**GIVEN EXERCISE A**: For the forum thread on splitting a single GPU, state whether each statement below agrees with the thread, answering yes or no and quoting the deciding words. (i) The question mentions two different ResNet18 models. (ii) One reply claims that running the two scripts in separate shells keeps both processes at full speed. (iii) One reply says that Torch Distributed compatible code can spawn two processes on the same device.

— Start TEXT —

Split Single GPU

Is there any way to split single GPU and use a single GPU as multiple GPUs?
For example, we have 2 different ResNet18 model and we want to forward pass these two models in parallel just in one GPU (with enough memory, e.g., 12Gb). I mean that the forward pass of these two models runs in parallel and concurrent in just one GPU.

if your code is Torch Distributed compatible, you can spawn two processes on the same device.

I am not sure if I understood your question properly.
Can’t you just do
python model1.py
python model2.py
in two different shells??

(Although this slows down both individual processes, havent seen any recommended method that maintains the speed!)

1 Like

I’m not sure if I get what you want, but possibly my last topic (Couple of models in production) will guide you.

— End TEXT —
— Start SUPPLIED MATERIAL —

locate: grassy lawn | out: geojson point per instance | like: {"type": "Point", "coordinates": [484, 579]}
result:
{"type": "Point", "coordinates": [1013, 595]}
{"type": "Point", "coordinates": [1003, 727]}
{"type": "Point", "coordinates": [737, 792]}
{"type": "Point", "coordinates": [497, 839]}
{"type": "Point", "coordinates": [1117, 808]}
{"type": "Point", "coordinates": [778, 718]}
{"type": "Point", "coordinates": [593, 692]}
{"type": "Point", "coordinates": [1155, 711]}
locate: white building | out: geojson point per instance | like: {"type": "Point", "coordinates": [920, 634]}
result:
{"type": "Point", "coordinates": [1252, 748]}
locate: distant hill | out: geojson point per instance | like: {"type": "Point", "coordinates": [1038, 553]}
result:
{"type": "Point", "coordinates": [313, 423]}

— End SUPPLIED MATERIAL —

**GIVEN EXERCISE B**: From the records, return verbatim the lines starting with the line that contains "locate: white building" and going on through the end of the records, including both ends.

**COMPLETE RESPONSE A**:
(i) Yes: "we have 2 different ResNet18 model"
(ii) No: "Although this slows down both individual processes, havent seen any recommended method that maintains the speed!"
(iii) Yes: "if your code is Torch Distributed compatible, you can spawn two processes on the same device."

**COMPLETE RESPONSE B**:
locate: white building | out: geojson point per instance | like: {"type": "Point", "coordinates": [920, 634]}
result:
{"type": "Point", "coordinates": [1252, 748]}
locate: distant hill | out: geojson point per instance | like: {"type": "Point", "coordinates": [1038, 553]}
result:
{"type": "Point", "coordinates": [313, 423]}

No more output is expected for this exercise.